Instructions to follow.
Lift every line from the entries that includes the word "wall".

--- Given entries Enclosed Below ---

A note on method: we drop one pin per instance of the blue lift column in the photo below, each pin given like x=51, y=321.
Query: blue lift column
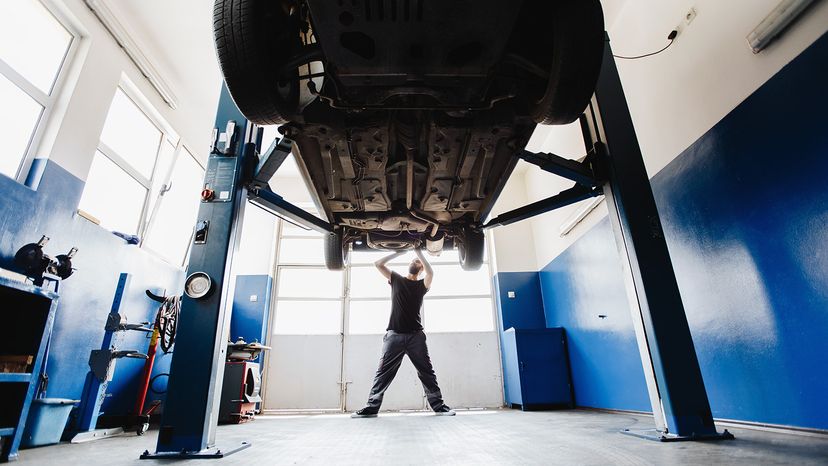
x=188, y=425
x=674, y=379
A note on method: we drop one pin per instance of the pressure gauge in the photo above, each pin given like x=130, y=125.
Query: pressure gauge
x=198, y=285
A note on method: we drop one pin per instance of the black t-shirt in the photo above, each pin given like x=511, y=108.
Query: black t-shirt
x=406, y=300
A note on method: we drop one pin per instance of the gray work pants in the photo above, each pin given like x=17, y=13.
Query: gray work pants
x=394, y=347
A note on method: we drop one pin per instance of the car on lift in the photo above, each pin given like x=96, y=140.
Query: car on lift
x=407, y=115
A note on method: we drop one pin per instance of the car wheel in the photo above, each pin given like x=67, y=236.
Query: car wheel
x=253, y=38
x=336, y=252
x=577, y=48
x=470, y=249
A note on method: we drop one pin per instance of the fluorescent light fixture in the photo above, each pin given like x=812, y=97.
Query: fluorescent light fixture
x=776, y=22
x=574, y=220
x=133, y=51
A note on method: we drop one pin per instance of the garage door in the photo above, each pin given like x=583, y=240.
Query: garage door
x=328, y=327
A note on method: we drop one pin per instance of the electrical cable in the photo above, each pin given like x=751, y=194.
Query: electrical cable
x=671, y=38
x=167, y=322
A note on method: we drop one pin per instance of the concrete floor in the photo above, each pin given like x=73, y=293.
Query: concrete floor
x=472, y=437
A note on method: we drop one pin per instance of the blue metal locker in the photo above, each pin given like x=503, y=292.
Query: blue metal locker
x=536, y=371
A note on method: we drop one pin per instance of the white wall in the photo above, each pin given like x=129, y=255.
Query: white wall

--- End of Enclosed Given entries ---

Response to this exercise.
A note on method: we drop one pin per instance of the white wall in the photo above, each pin given like x=129, y=255.
Query: white wall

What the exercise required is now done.